───── TEXT BLOCK ─────

Soundgarden Taught Me About the Beauty and Terror of the World

I was raised in a religious household. Chris Cornell showed me there was another side to life.

By Elijah Watson May 19, 2017
via Mark Metcalfe/Getty Images
via Mark Metcalfe/Getty Images

A full autopsy report has not been completed, but medical examiners say Chris Cornell died two nights ago of a suicide. He was 52. The account of the police officers who arrived at his hotel room in Detroit, where Soundgarden was on tour Wednesday night, seems to confirm this; officers told the press that the singer had been found in the bathroom with a “band around his neck.” Hours before, Cornell ended his last performance with Soundgarden with the songs “Rusty Cage” and “Slaves & Bulldozers.” During the latter, Cornell added the refrain of popular gospel song (famously covered by Led Zeppelin) “In My Time Of Dying.”

The gospel song opens with:

In my time of dying, I want nobody to mourn. All I want for you to do is take my body home. Well, well, well, so I can die easy.

Disguised as a last request, this was Cornell’s swan song—simultaneously beautiful and terrifying.

Soundgarden could arguably be described as those three words. The band makes beautifully complex and dissonant music accompanied by a sense of terror. There was an apocalyptic grandeur to the quartet, the piercing guitars of Cornell and Kim Thayil propelled by Ben Shepherd’s bass and Matt Cameron’s drums, with Cornell’s powerful singing voice leading the charge.

As a pre-teen I found Soundgarden’s balance between beauty and terror alluring. I discovered the band by accident, scrolling through different TV channels until I stumbled on MTV, which was showing Beavis and Butt-Head. The episode featured the two commenting on the music video for “Black Hole Sun.” As terrifying as that video was, I couldn’t look away. This was unlike anything I had ever heard or seen before: people becoming caricatures, their eyes and smiles wide as a black hole descends upon them, the song building and building until it reaches its climactic end. For some reason, the most terrifying part of that video will always be the little girl eating vanilla ice cream as her doll burns in a grill. The more the doll burns, the more lifeless the girl becomes, ice cream dripping down her mouth. Like her, I was entranced and frightened, aware that I shouldn’t be watching this video but curious about what it all represented and how it made me feel.

─────

## WORK ORDER A
Restate word for word everything in the Soundgarden essay from "The gospel song" down to "leading the charge.".
## WORK ORDER B
According to the Soundgarden essay, which two songs closed Cornell's last performance with Soundgarden?
The records after the Soundgarden essay have no part in this.

───── DATA SHOWN ─────

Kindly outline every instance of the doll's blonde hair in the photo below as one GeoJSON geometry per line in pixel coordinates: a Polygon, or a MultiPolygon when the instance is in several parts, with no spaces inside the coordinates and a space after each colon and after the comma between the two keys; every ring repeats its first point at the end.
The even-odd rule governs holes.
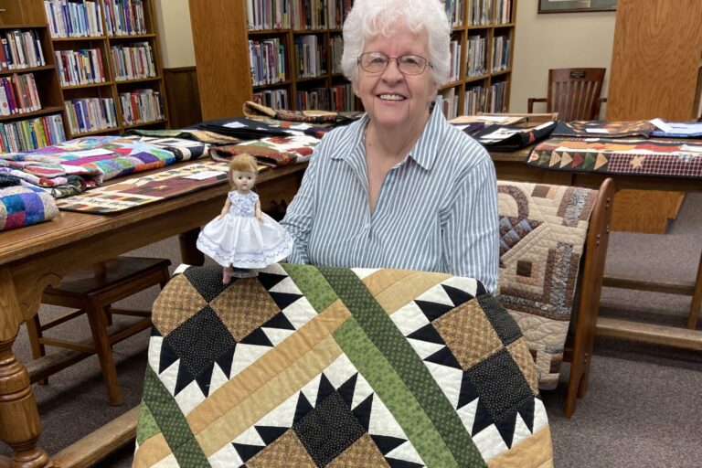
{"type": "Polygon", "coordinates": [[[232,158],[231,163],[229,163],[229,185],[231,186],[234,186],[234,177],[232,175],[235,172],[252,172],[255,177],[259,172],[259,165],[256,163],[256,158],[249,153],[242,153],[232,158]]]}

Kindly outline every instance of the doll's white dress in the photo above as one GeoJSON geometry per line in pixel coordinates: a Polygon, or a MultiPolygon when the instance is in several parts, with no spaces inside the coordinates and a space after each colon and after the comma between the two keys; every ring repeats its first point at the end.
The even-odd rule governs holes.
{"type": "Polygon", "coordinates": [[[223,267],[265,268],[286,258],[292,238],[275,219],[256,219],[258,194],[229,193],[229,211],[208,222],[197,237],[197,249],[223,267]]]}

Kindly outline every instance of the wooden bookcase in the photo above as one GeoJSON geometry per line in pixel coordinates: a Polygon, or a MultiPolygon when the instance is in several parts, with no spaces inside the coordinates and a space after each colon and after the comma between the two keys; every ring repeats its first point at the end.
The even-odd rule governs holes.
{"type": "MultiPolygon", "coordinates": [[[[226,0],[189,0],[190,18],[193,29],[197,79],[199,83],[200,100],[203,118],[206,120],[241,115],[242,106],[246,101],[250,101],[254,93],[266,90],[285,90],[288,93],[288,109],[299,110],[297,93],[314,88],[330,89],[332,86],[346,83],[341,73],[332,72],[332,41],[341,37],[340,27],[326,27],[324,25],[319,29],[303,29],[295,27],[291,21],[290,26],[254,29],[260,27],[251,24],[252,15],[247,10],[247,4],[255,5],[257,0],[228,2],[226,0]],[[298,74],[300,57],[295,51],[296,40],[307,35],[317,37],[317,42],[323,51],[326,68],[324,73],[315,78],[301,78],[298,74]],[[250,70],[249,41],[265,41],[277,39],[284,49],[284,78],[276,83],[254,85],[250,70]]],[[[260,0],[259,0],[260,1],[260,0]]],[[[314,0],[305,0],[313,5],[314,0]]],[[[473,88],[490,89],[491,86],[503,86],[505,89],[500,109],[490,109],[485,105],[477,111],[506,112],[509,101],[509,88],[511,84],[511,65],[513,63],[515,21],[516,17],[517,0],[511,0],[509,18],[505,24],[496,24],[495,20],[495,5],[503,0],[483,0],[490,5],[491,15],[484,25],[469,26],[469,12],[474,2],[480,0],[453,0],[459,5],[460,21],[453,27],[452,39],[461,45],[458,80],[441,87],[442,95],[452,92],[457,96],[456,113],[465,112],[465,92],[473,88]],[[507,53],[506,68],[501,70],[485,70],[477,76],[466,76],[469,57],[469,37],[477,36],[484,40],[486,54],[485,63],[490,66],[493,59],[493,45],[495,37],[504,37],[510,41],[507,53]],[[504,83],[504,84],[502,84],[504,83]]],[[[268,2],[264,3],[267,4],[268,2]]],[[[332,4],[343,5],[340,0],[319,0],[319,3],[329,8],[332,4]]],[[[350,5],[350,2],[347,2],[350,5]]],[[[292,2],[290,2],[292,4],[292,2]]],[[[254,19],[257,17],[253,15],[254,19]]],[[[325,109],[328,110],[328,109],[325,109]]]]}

─────

## ANSWER BOX A
The gospel song opens with:

In my time of dying, I want nobody to mourn. All I want for you to do is take my body home. Well, well, well, so I can die easy.

Disguised as a last request, this was Cornell’s swan song—simultaneously beautiful and terrifying.

Soundgarden could arguably be described as those three words. The band makes beautifully complex and dissonant music accompanied by a sense of terror. There was an apocalyptic grandeur to the quartet, the piercing guitars of Cornell and Kim Thayil propelled by Ben Shepherd’s bass and Matt Cameron’s drums, with Cornell’s powerful singing voice leading the charge.

## ANSWER BOX B
"Rusty Cage" and "Slaves & Bulldozers."